Kayakgate: Stolen boat held despite Twitterer's find

news-jaggers-kayakSocial networking expert Marijean Jaggers used Twitter and pie to find her stolen kayak.

The dismay that avid social networker Marijean Jaggers felt when she discovered her distinctive mango-colored kayak had been stolen soon turned to joy when one of her Twitter followers found the purloined boat at a nearby sporting goods store. Case closed? Not quite.

Instead, the mystery deepens. Why did it take seven weeks to get the kayak back? Why have no arrests been made, even though police know who accompanied the seller? And why do police say they're unable to determine that Jaggers is the owner, despite a folder full of documentation?

"It was a big purchase for the Jaggers family," says Jaggers, producing the receipt she and her husband received for the $850 Pamlico tandem kayak purchased in 2007 from Appomattox River Company in Farmville.

Along with receipts, Jaggers has photos of the kayak showing her husband, Mark, in it. "It's something we do together," she says. "It's symbolic."

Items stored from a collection

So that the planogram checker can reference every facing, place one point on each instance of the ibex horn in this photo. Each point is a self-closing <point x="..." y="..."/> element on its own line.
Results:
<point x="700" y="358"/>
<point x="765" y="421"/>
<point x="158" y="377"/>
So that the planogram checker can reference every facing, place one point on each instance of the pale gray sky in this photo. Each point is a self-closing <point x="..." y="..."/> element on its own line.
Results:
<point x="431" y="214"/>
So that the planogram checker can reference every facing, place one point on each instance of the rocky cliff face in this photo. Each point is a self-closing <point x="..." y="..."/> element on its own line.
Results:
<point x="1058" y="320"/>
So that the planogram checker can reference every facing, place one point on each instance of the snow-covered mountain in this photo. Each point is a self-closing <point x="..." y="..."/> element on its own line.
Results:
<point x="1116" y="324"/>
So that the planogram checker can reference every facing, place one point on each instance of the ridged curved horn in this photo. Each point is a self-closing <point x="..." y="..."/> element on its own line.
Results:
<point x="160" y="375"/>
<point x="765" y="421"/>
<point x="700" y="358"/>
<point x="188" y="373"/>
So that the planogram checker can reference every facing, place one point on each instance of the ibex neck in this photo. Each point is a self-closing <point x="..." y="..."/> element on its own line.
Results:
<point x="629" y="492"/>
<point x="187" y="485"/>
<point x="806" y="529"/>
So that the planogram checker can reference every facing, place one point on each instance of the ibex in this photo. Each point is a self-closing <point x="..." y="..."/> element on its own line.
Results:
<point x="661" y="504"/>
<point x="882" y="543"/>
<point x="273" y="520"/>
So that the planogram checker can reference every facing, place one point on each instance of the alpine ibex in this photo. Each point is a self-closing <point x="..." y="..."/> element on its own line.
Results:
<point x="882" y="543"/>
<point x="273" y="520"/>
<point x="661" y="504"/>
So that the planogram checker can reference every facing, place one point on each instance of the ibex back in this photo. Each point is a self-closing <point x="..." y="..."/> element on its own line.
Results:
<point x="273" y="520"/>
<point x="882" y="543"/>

> Directives
[A] From the stolen-kayak article, extract everything from "news-jaggers-kayakSocial networking expert" down to "full of documentation?".
[B] Extend the stolen-kayak article, picking up after its final sentence.

> Responses to the exercise
[A]
news-jaggers-kayakSocial networking expert Marijean Jaggers used Twitter and pie to find her stolen kayak.

The dismay that avid social networker Marijean Jaggers felt when she discovered her distinctive mango-colored kayak had been stolen soon turned to joy when one of her Twitter followers found the purloined boat at a nearby sporting goods store. Case closed? Not quite.

Instead, the mystery deepens. Why did it take seven weeks to get the kayak back? Why have no arrests been made, even though police know who accompanied the seller? And why do police say they're unable to determine that Jaggers is the owner, despite a folder full of documentation?

[B]
Just three hours after Jaggers tweeted that the couple's kayak had been stolen, a citizen named Brenden Grace tweeted that he saw it at Play It Again Sports in the Rio Hill Shopping Center. Mark Jaggers immediately drove over to investigate.

"He said, 'Oh, yeah,'" Jaggers says. "He'd installed a fishing rod holder with messy white sealer. It's really distinctive." She has the receipt for that, too.

The couple had been keeping the kayak under the deck behind their house in the Hollymead neighborhood, a location not easily visible from the street and a fact that perplexes Jaggers about who would know it was there.

In recent days, Hollymead has seen a rash of car break-ins. On the day of a reporter's visit, two residents report that thieves stole items from their unlocked cars during the night, and a member of the Albemarle Police Department confirms there's been an increase in larcenies from vehicles in Hollymead, and says it's possible they may be connected to the kayak heist.

One person who might be able to shed some light on what Jaggers is calling "kayakgate" is Brent Montgomery. A 2008 graduate of Albemarle High School and a one-time student at Hampden-Sydney College, Montgomery conceded in a telephone call from a reporter that he is the person who provided ID for the questionable transaction.

"Don't call this number again," said Montgomery–- no longer listed in Hampden-Sydney's student registry–- when asked if the infamous boat had belonged to him. Then he hung up.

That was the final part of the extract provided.